> _Work to be completed_
Swap every "swimmer" in the listing below for "diver" and reproduce the listing with no other changes, leaving out the pictures.

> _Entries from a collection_
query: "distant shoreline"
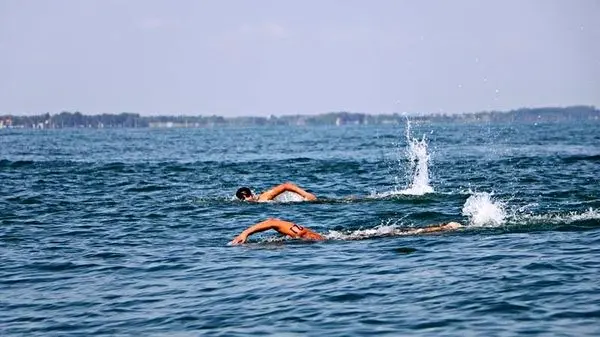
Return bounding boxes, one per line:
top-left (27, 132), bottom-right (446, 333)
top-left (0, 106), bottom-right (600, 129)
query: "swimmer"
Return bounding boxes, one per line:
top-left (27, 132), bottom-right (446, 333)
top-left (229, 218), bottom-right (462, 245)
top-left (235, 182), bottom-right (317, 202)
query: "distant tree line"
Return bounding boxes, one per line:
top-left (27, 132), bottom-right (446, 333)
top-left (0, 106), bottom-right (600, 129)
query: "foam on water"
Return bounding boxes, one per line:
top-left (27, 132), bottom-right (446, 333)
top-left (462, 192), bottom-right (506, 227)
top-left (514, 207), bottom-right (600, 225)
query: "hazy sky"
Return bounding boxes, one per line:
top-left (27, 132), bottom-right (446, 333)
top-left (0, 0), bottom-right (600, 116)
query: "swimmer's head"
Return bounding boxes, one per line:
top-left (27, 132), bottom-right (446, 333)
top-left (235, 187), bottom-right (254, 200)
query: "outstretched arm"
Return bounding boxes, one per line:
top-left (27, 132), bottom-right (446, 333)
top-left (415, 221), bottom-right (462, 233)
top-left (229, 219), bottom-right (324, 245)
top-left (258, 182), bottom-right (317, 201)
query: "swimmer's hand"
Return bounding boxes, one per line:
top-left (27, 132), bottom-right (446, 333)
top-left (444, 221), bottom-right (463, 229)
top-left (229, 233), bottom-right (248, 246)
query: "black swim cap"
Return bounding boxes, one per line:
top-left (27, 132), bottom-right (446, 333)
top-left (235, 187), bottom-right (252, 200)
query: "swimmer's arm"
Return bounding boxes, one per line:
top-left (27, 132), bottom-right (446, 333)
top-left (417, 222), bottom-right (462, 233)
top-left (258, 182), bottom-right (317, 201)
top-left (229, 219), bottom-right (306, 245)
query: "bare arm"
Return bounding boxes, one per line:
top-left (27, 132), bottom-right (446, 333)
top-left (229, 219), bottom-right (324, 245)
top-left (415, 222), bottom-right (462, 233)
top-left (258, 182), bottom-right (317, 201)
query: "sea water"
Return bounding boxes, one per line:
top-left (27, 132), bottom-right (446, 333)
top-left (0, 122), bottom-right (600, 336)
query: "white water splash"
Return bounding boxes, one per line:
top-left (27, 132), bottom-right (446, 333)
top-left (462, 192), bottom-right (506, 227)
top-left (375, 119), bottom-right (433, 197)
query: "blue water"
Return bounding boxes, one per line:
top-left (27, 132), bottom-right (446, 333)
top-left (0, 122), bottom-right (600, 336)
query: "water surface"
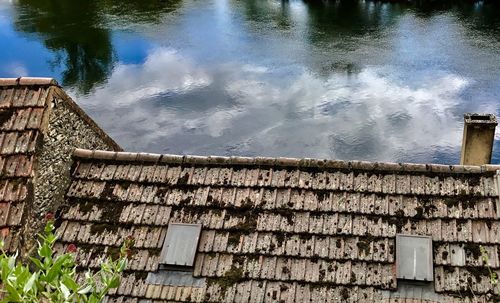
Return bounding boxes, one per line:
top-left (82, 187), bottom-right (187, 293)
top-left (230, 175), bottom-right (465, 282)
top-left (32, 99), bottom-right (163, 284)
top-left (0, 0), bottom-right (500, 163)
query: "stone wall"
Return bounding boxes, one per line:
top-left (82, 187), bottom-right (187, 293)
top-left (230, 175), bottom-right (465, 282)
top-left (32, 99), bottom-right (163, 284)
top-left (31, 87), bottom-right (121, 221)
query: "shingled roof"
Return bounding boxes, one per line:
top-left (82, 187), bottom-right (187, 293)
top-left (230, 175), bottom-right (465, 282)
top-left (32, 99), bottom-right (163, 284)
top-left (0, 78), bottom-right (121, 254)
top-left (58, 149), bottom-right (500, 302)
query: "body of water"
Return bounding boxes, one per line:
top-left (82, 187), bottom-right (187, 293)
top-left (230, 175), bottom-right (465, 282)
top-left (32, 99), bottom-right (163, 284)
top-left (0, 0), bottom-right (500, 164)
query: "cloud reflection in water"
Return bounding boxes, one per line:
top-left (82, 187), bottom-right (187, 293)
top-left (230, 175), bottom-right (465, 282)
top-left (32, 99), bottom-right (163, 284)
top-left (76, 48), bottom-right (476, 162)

> _The output_
query: "distant shoreline"
Return bounding boxes, one per line:
top-left (27, 132), bottom-right (446, 333)
top-left (0, 106), bottom-right (600, 129)
query: "diver"
Return bounding boxes, one per line:
top-left (27, 132), bottom-right (446, 333)
top-left (229, 218), bottom-right (462, 245)
top-left (235, 182), bottom-right (317, 202)
query: "distant tree line"
Return bounding boxes, one per line:
top-left (27, 132), bottom-right (446, 333)
top-left (0, 106), bottom-right (600, 129)
query: "foam on water"
Return bounding boxes, one per line:
top-left (27, 132), bottom-right (446, 333)
top-left (462, 192), bottom-right (506, 227)
top-left (514, 207), bottom-right (600, 225)
query: "hazy sky"
Return bounding boxes, one per line:
top-left (27, 132), bottom-right (446, 333)
top-left (0, 0), bottom-right (600, 116)
query: "diver's head"
Return bounding boxes, one per line:
top-left (27, 132), bottom-right (446, 333)
top-left (235, 187), bottom-right (254, 200)
query: "outstretched arm"
Return bounding boxes, one per line:
top-left (27, 132), bottom-right (446, 333)
top-left (415, 221), bottom-right (462, 233)
top-left (229, 219), bottom-right (324, 245)
top-left (258, 182), bottom-right (317, 201)
query: "diver's hand"
Return bounding boxes, one per line:
top-left (27, 132), bottom-right (446, 333)
top-left (444, 221), bottom-right (463, 229)
top-left (229, 233), bottom-right (248, 246)
query: "black swim cap"
Return bounding boxes, one per line:
top-left (27, 132), bottom-right (446, 333)
top-left (235, 187), bottom-right (252, 200)
query: "diver's arm"
Return bounding boxes, one per line:
top-left (27, 132), bottom-right (446, 333)
top-left (417, 222), bottom-right (462, 233)
top-left (258, 182), bottom-right (317, 201)
top-left (229, 219), bottom-right (306, 245)
query: "bare arm"
Return bounding boxes, one per line:
top-left (27, 132), bottom-right (446, 333)
top-left (229, 219), bottom-right (324, 245)
top-left (415, 222), bottom-right (462, 233)
top-left (258, 182), bottom-right (317, 201)
query: "sea water"
Return bounding boxes, one per line:
top-left (27, 132), bottom-right (446, 333)
top-left (0, 122), bottom-right (600, 336)
query: "white water splash"
Return bounding boxes, one per line:
top-left (27, 132), bottom-right (446, 333)
top-left (462, 192), bottom-right (506, 227)
top-left (375, 119), bottom-right (433, 197)
query: "blue water"
Return bounding boxes, one per line:
top-left (27, 132), bottom-right (446, 333)
top-left (0, 122), bottom-right (600, 336)
query: "water surface"
Return bounding boxes, one per line:
top-left (82, 187), bottom-right (187, 293)
top-left (230, 175), bottom-right (465, 282)
top-left (32, 99), bottom-right (163, 284)
top-left (0, 0), bottom-right (500, 163)
query: "stone wall"
Return bounding boxes, one per line:
top-left (82, 187), bottom-right (187, 293)
top-left (230, 175), bottom-right (465, 282)
top-left (32, 99), bottom-right (163, 284)
top-left (31, 87), bottom-right (121, 221)
query: "shingled roof"
Return bounding boxes, one per line:
top-left (82, 187), bottom-right (187, 293)
top-left (230, 175), bottom-right (465, 282)
top-left (32, 99), bottom-right (163, 284)
top-left (0, 78), bottom-right (121, 254)
top-left (58, 149), bottom-right (500, 302)
query: "body of water"
Return bounding boxes, one per line:
top-left (82, 187), bottom-right (187, 293)
top-left (230, 175), bottom-right (465, 282)
top-left (32, 99), bottom-right (163, 284)
top-left (0, 0), bottom-right (500, 164)
query: "cloud reflection in water"
Return bounding boxes, one per line:
top-left (82, 187), bottom-right (187, 293)
top-left (230, 175), bottom-right (465, 282)
top-left (32, 99), bottom-right (163, 284)
top-left (76, 48), bottom-right (476, 162)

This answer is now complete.